Description of the task => After reading the records, print them all again exactly as they stand.

Records for the exercise =>
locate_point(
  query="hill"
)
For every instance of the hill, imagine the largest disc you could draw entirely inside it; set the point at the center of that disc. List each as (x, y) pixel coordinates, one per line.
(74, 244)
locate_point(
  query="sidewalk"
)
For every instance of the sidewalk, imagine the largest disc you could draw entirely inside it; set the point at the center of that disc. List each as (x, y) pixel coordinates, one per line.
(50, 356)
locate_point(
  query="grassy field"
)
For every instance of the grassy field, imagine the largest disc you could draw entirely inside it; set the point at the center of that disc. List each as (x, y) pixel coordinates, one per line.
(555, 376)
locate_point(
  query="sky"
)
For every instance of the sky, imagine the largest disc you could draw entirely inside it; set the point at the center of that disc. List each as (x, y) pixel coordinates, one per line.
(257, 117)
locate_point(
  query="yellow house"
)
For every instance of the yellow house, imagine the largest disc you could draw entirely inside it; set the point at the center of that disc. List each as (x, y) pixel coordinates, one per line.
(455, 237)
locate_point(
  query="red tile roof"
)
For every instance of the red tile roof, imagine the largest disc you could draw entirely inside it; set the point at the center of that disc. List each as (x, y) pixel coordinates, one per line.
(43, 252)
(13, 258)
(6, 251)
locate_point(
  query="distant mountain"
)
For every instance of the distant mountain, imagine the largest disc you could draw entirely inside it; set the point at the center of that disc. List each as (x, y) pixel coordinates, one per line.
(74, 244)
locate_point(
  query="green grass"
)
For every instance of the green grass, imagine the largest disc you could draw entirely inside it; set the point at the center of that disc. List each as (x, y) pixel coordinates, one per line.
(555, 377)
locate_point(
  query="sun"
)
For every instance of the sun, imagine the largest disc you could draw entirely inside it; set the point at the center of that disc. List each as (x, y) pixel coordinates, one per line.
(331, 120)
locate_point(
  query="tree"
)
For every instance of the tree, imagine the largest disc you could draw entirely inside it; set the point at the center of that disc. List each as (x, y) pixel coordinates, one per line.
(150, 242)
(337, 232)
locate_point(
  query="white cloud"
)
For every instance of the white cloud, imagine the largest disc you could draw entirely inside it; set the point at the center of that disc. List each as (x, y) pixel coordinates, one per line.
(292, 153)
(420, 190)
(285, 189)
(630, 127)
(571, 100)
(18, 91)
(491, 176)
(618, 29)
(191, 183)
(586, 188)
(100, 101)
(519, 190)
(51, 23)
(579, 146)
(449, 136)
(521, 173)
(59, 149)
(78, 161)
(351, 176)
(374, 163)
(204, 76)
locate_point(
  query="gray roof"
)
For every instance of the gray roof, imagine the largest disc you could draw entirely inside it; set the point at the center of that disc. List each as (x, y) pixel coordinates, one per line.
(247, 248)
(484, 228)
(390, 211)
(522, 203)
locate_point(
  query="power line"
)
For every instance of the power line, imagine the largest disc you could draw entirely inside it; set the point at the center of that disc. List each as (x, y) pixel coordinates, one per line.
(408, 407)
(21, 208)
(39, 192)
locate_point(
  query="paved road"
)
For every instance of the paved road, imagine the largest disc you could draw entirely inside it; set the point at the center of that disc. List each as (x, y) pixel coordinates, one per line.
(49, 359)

Solution =>
locate_point(
  query="hill"
)
For every instance of the hill, imagine the largest disc you could draw entirely inside it; set the point at the center of that disc. List each as (x, y) pixel coordinates, one per line.
(74, 244)
locate_point(
  query="sidewalk"
)
For every instance of the sidewalk, imagine the largest disc you could draw entirely inside it; set the point at the center of that disc. List each as (x, y) pixel coordinates, one per line.
(50, 356)
locate_point(
  query="grassy field"
)
For every instance of the grassy field, imagine the largest disc you could draw entirely inside it; set the point at the center of that disc. List each as (x, y) pixel coordinates, one per line.
(555, 376)
locate_point(
  query="sky"
)
For every instance of the sky, imagine the largest disc you could draw entirely inside it; set the point at the center of that disc. List each as (x, y) pixel coordinates, one per line.
(257, 117)
locate_point(
  query="yellow house"
)
For every instance of the yellow house, imagine the largest disc you could draw entirely inside it; set the point at the center of that disc. List each as (x, y) pixel coordinates, one per line.
(455, 237)
locate_point(
  query="red tile roof"
)
For every instance of the red tile roof, imagine the largest disc you could draw entirely inside it; set the point at the center of that disc. List each as (x, y) pixel coordinates, one per line.
(43, 252)
(13, 258)
(6, 251)
locate_point(
  query="distant mountain"
)
For every instance of the distant mountain, imagine the largest disc you could draw entirely inside it; set the point at the center of that disc. List each as (x, y) pixel coordinates, one per line.
(74, 244)
locate_point(
  query="green grass"
)
For every instance of the green grass, imagine the largest disc you could draw entirely inside it; set the point at the center of that disc. List each as (x, y) pixel coordinates, one per line.
(555, 377)
locate_point(
  query="sun"
)
For every instance of the sun, imagine the largest disc you could draw entirely inside it; set the point at the center of that disc. List each as (x, y) pixel coordinates, one per line.
(331, 120)
locate_point(
  query="tree"
)
For every instance of the tree, imagine the largest disc you could draw entirely inside it; set the point at the center of that disc. List each as (x, y) pixel coordinates, one per line.
(150, 242)
(337, 232)
locate_point(
  query="white cloud"
)
For every instance of the white cloud, imagine the largest disc you could draw entirely inside it; set the point at the center of that disc. List each as (x, y) pixel coordinates, one per line.
(292, 153)
(420, 190)
(285, 189)
(630, 127)
(571, 100)
(18, 91)
(491, 176)
(618, 29)
(191, 183)
(586, 188)
(100, 101)
(519, 190)
(51, 23)
(579, 146)
(449, 136)
(521, 173)
(59, 149)
(78, 161)
(351, 176)
(374, 163)
(204, 76)
locate_point(
  query="gray roof"
)
For every instance of the gray roof, imagine the largest disc you could draw entirely inside it; set the point at the center of that disc. List each as (x, y) pixel coordinates, one per line.
(247, 248)
(484, 228)
(390, 211)
(522, 203)
locate_point(
  query="power line"
)
For every instance of the power line, imagine the largest disc you could draw entirely inside it; set the point at the center of that disc. List each as (x, y) pixel coordinates, one per line.
(408, 407)
(21, 208)
(39, 192)
locate_point(
  query="paved road"
)
For every instance of the paved road, imagine the largest disc you could draw entirely inside it; set the point at the center of that disc. List each as (x, y) pixel coordinates, one per line.
(49, 359)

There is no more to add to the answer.